**Extrait du texte**.
== == ==
Le 28 novembre 2000, l’exécution d’Anselme Masasu Nindaga est confirmée par Roberto Garreton (rapporteur spécial des Nations Unies sur les droits de l’hommes en RD Congo).

Masasu Nindaga avait été exécuté 4 jours plus tôt, le 24 novembre 2000. Le gouvernement congolais se refusait de confirmer l’information au début, jusqu’à ce que Roberto Garreton, rapporteur spécial des Nations Unies sur les droits de l’hommes en RD Congo, confirme la nouvelle au cours d’une brève conférence de presse qu’il avait animée dans la salle des réunions de l’OMS/Kinshasa (dans l’enceinte de la Clinique kinoise) ce 28 novembre 2000. Masasu Nindaga était l’ancien chef d’état-major des Forces Armées Congolaises (FAC), conseiller spécial en matière de sécurité de feu Laurent-Désiré Kabila, et premier vice-président de l’AFDL
Pour rappel, tout avait commencé en début novembre 2000. Dans la guerre que l’armée congolaise de LD Kabila mène contre les rebelles du RCD Goma et ses alliés rwandais, quelque 3.000 soldats gouvernementaux (parmi lesquels se trouvaient le jeune général Joseph Kabila et le général John Numbi), subissent une cuisante défaite en perdant la localité de Pweto, au point de se replier vers la Zambie. Le 7 novembre 2000, le Commandant Anselme Masasu Nindaga est arrêté, en compagnie de 120 autres soldats et officiers originaires du Kivu. Ils seront accusés d’avoir collaboré avec l’ennemi dans la chute de Pweto. Après un procès très expéditif sous un arbre en présence de 4 officiers supérieurs de la Cour d’ordre militaire (COM), Masasu Nindaga sera exécuté le 24 novembre 2000 dans la localité dite Cotonnière (Katonie), près de Pweto, au Katanga.
== == ==
**À faire**.
1. D'après le texte sur Masasu Nindaga, dans quelle salle Roberto Garreton a-t-il tenu sa conférence de presse du 28 novembre 2000 ?
2. Dites si chacune de ces phrases est d'accord avec le texte sur Masasu Nindaga. Pour chacune, répondez par oui ou non et citez les mots du texte qui le montrent. (a) Masasu Nindaga a été arrêté le 7 novembre 2000. (b) Le gouvernement congolais a confirmé l'exécution tout de suite. (c) Environ 5.000 soldats gouvernementaux ont perdu Pweto.

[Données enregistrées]
== == ==
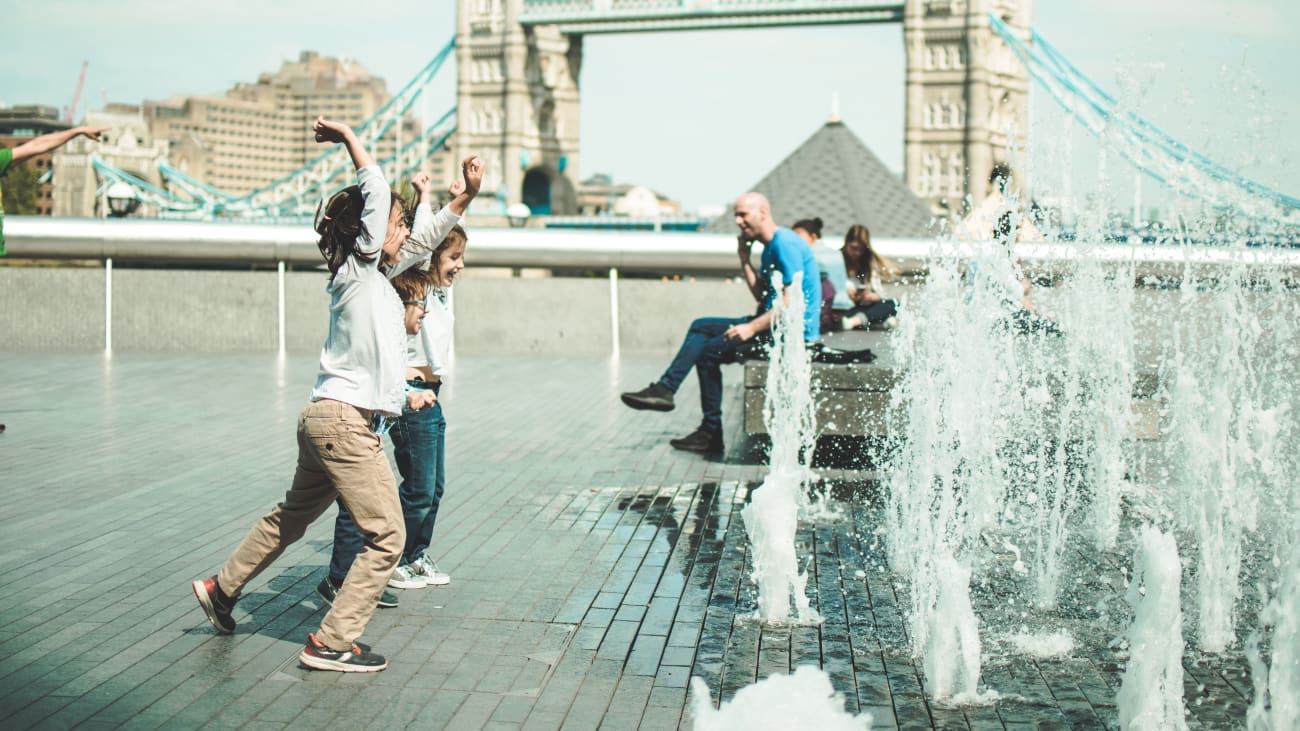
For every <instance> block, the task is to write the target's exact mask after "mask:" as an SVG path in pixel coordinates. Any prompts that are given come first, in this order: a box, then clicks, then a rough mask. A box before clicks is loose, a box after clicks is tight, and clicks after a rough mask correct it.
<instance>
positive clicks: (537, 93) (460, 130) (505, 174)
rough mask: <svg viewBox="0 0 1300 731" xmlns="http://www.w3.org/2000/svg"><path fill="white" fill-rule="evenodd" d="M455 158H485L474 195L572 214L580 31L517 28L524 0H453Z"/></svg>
mask: <svg viewBox="0 0 1300 731" xmlns="http://www.w3.org/2000/svg"><path fill="white" fill-rule="evenodd" d="M456 1H458V8H456V75H458V83H456V109H458V112H456V116H458V121H456V142H455V160H456V161H458V164H459V160H460V159H463V157H464V156H465V155H468V153H471V152H477V153H480V155H482V156H484V159H485V161H486V163H487V174H486V177H485V179H484V186H482V193H481V198H480V200H485V199H487V198H495V199H497V200H498V203H499V206H500V209H504V207H506V206H510V204H512V203H525V204H528V206H529V208H532V211H533V212H534V213H552V215H567V213H576V212H577V196H576V189H575V181H573V179H572V176H575V174H577V169H578V168H577V155H578V134H577V133H578V87H577V82H578V69H580V68H581V62H582V36H581V35H564V34H562V33H560V31H559V29H558V27H556V26H554V25H550V26H524V25H520V22H519V18H520V14H521V12H523V8H524V0H456Z"/></svg>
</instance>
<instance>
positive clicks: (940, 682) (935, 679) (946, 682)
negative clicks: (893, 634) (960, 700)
mask: <svg viewBox="0 0 1300 731" xmlns="http://www.w3.org/2000/svg"><path fill="white" fill-rule="evenodd" d="M930 568H932V570H933V571H935V574H936V576H935V579H936V580H935V581H923V583H922V584H923V585H928V587H932V588H933V589H936V591H935V594H933V596H932V597H927V601H926V605H927V606H924V607H923V609H922V611H923V613H924V618H923V619H922V620H920V622H922V623H923V624H924V627H926V648H924V663H923V665H924V670H926V680H928V682H930V688H931V692H932V693H933V695H935V697H937V698H945V697H949V696H957V695H961V696H965V697H969V698H975V697H978V685H979V650H980V640H979V622H978V620H976V619H975V611H974V610H972V609H971V597H970V574H971V572H970V571H969V570H966V568H963V567H962V566H961V565H959V563H957V559H954V558H953V557H952V555H941V557H937V561H935V562H933V563H932V566H931V567H930Z"/></svg>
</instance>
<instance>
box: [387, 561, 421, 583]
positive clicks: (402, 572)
mask: <svg viewBox="0 0 1300 731" xmlns="http://www.w3.org/2000/svg"><path fill="white" fill-rule="evenodd" d="M428 584H429V580H428V579H425V576H424V574H420V572H417V571H416V570H415V567H413V566H412V565H409V563H408V565H406V566H398V567H396V568H394V570H393V576H390V578H389V585H390V587H393V588H394V589H419V588H421V587H426V585H428Z"/></svg>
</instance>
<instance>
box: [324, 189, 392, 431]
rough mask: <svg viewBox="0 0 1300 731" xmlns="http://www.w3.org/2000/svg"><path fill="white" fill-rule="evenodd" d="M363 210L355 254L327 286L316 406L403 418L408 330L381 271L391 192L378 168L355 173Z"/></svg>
mask: <svg viewBox="0 0 1300 731" xmlns="http://www.w3.org/2000/svg"><path fill="white" fill-rule="evenodd" d="M356 182H357V185H359V186H360V187H361V196H363V199H364V206H363V209H361V233H360V234H357V237H356V246H355V251H356V254H361V255H365V256H369V258H372V260H370V261H363V260H361V259H359V258H357V256H356V255H352V256H348V258H347V259H346V260H344V261H343V264H342V265H341V267H339V269H338V272H335V273H334V277H333V278H331V280H330V281H329V284H328V285H326V286H325V291H328V293H329V297H330V302H329V334H328V336H326V337H325V346H324V347H322V349H321V363H320V371H318V372H317V376H316V386H315V388H313V389H312V401H320V399H322V398H330V399H334V401H342V402H343V403H351V405H352V406H356V407H360V408H368V410H372V411H378V412H382V414H386V415H389V416H400V415H402V405H403V402H404V401H406V358H404V355H406V354H404V350H406V338H404V337H403V336H404V334H406V328H404V326H403V324H402V300H400V298H398V293H396V291H395V290H394V289H393V285H390V284H389V281H387V278H386V277H385V276H383V273H382V272H380V259H381V256H382V248H383V235H385V234H386V233H387V226H389V208H390V204H391V193H390V191H389V183H387V181H385V179H383V173H381V172H380V169H378V168H377V166H374V165H367V166H365V168H361V169H359V170H357V172H356Z"/></svg>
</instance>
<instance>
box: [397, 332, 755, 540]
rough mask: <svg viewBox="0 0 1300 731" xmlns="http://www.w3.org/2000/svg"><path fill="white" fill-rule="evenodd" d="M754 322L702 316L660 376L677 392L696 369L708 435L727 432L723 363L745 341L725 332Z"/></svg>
mask: <svg viewBox="0 0 1300 731" xmlns="http://www.w3.org/2000/svg"><path fill="white" fill-rule="evenodd" d="M750 320H751V317H699V319H698V320H695V321H694V323H692V324H690V329H689V330H686V339H684V341H681V347H680V349H679V350H677V355H676V356H673V359H672V363H671V364H668V369H667V371H664V372H663V376H660V377H659V382H660V384H663V385H664V386H667V388H668V390H671V392H673V393H677V388H680V386H681V381H684V380H685V379H686V375H688V373H690V369H692V368H694V369H695V376H697V377H698V379H699V410H701V411H703V419H702V421H701V423H699V428H701V429H705V431H706V432H714V433H722V431H723V369H722V364H723V363H724V362H727V360H728V356H729V355H731V354H732V352H733V351H735V350H736V349H737V347H740V345H741V341H736V339H727V338H724V337H723V333H725V332H727V329H728V328H731V326H732V325H740V324H741V323H748V321H750ZM407 540H409V538H407Z"/></svg>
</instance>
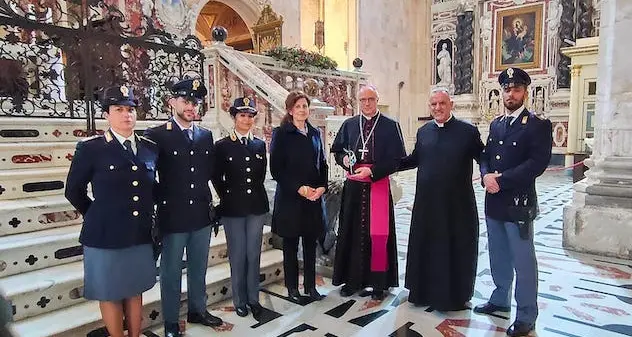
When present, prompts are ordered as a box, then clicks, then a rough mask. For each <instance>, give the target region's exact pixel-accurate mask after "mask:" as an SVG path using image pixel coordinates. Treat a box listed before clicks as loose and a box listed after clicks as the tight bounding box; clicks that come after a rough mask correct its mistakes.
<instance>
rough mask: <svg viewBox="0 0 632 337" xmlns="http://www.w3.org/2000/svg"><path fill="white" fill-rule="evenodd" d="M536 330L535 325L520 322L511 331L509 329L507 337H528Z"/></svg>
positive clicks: (516, 324) (514, 322) (511, 326)
mask: <svg viewBox="0 0 632 337" xmlns="http://www.w3.org/2000/svg"><path fill="white" fill-rule="evenodd" d="M533 329H535V323H525V322H520V321H515V322H514V323H513V324H512V325H511V326H510V327H509V329H507V336H512V337H518V336H528V335H529V332H531V331H532V330H533Z"/></svg>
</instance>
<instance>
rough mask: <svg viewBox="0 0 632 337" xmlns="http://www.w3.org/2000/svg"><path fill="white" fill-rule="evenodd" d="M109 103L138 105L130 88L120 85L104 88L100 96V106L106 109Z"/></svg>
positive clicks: (137, 101) (125, 104)
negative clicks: (100, 103)
mask: <svg viewBox="0 0 632 337" xmlns="http://www.w3.org/2000/svg"><path fill="white" fill-rule="evenodd" d="M110 105H126V106H131V107H136V106H138V101H137V100H136V99H135V98H134V92H133V91H132V88H130V87H127V86H124V85H120V86H115V87H109V88H105V90H104V91H103V97H102V98H101V106H102V107H103V110H105V111H107V110H108V108H109V107H110Z"/></svg>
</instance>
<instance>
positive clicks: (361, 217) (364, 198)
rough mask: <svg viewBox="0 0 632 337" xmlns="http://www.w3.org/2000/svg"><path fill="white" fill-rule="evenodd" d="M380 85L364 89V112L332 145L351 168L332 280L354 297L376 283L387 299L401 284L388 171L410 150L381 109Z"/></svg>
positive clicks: (375, 294) (338, 136)
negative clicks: (398, 280)
mask: <svg viewBox="0 0 632 337" xmlns="http://www.w3.org/2000/svg"><path fill="white" fill-rule="evenodd" d="M378 100H379V96H378V92H377V89H376V88H375V87H373V86H365V87H363V88H362V89H360V93H359V101H360V105H361V110H362V113H361V114H360V115H358V116H354V117H351V118H349V119H347V120H346V121H345V122H344V123H343V124H342V126H341V127H340V130H339V131H338V134H337V135H336V139H335V140H334V143H333V144H332V147H331V152H332V153H333V154H334V155H335V158H336V162H337V164H338V165H340V166H342V167H343V168H344V169H345V170H346V171H347V177H346V178H347V179H346V180H345V183H344V187H343V190H342V203H341V208H340V216H339V229H338V241H337V242H336V257H335V261H334V275H333V284H334V285H341V284H344V286H343V287H342V288H341V289H340V294H341V295H342V296H344V297H346V296H351V295H353V294H354V293H356V292H357V291H359V290H361V289H364V288H368V287H371V288H372V298H373V299H376V300H382V299H384V297H385V296H386V291H387V290H388V288H389V287H396V286H398V270H397V244H396V240H395V216H394V211H393V199H392V196H391V192H390V180H389V175H391V174H393V173H395V172H397V169H398V168H399V166H400V161H401V159H402V158H403V157H404V156H405V155H406V151H405V148H404V141H403V139H402V133H401V129H400V126H399V123H397V122H396V121H395V120H393V119H390V118H388V117H387V116H385V115H384V114H382V113H381V112H380V111H378V109H377V103H378Z"/></svg>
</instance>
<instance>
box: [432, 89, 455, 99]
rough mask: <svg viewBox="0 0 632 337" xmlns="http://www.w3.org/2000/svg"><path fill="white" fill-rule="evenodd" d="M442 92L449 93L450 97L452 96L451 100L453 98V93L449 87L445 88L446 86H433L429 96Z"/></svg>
mask: <svg viewBox="0 0 632 337" xmlns="http://www.w3.org/2000/svg"><path fill="white" fill-rule="evenodd" d="M440 92H442V93H444V94H446V95H448V98H450V100H451V101H452V100H453V97H452V94H450V91H449V90H448V88H445V87H436V88H432V90H430V96H429V97H432V96H433V95H434V94H437V93H440Z"/></svg>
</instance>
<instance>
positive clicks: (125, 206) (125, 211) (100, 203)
mask: <svg viewBox="0 0 632 337" xmlns="http://www.w3.org/2000/svg"><path fill="white" fill-rule="evenodd" d="M135 137H136V148H137V151H136V155H135V156H134V155H132V154H131V153H129V152H128V151H126V150H125V149H124V147H123V146H122V145H121V143H120V142H119V141H118V140H117V139H116V138H115V137H114V135H113V134H112V133H111V132H110V131H109V130H108V131H106V133H105V134H104V135H102V136H95V137H92V138H89V139H87V140H84V141H81V142H79V143H78V144H77V148H76V150H75V154H74V157H73V159H72V163H71V164H70V171H69V172H68V178H67V180H66V191H65V196H66V199H68V201H70V203H71V204H72V205H73V206H74V207H75V208H76V209H77V210H78V211H79V212H80V213H81V214H82V215H83V227H82V228H81V234H80V236H79V241H80V242H81V243H82V244H83V245H85V246H88V247H96V248H108V249H114V248H125V247H130V246H134V245H139V244H146V243H151V242H152V240H151V226H152V217H153V214H154V202H153V198H152V196H153V191H154V186H155V177H156V160H157V157H158V148H157V147H156V144H155V143H154V142H152V141H150V140H148V139H146V138H144V137H139V136H135ZM88 183H90V184H91V186H92V196H93V199H91V198H90V197H89V196H88V193H87V187H88Z"/></svg>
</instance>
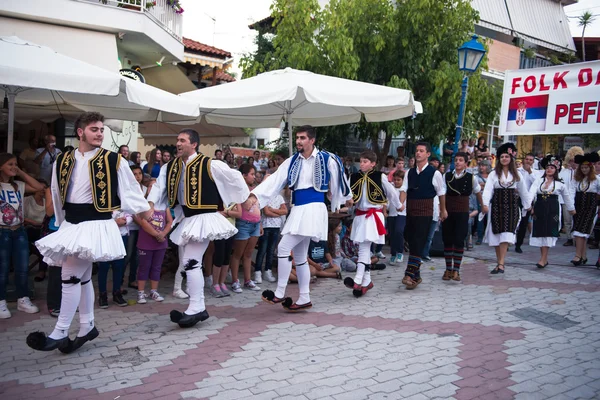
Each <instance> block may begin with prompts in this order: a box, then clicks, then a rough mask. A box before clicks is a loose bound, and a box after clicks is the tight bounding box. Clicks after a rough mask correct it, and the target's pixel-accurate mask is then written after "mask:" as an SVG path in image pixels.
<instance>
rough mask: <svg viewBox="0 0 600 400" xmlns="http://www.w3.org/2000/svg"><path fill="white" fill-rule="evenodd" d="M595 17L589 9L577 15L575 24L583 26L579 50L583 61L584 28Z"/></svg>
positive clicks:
== == ==
**Réponses**.
1. Dans la salle des réunions de l’OMS/Kinshasa, dans l’enceinte de la Clinique kinoise.

2.
(a) Oui : « Le 7 novembre 2000, le Commandant Anselme Masasu Nindaga est arrêté ».
(b) Non : « Le gouvernement congolais se refusait de confirmer l’information au début ».
(c) Non : « quelque 3.000 soldats gouvernementaux ».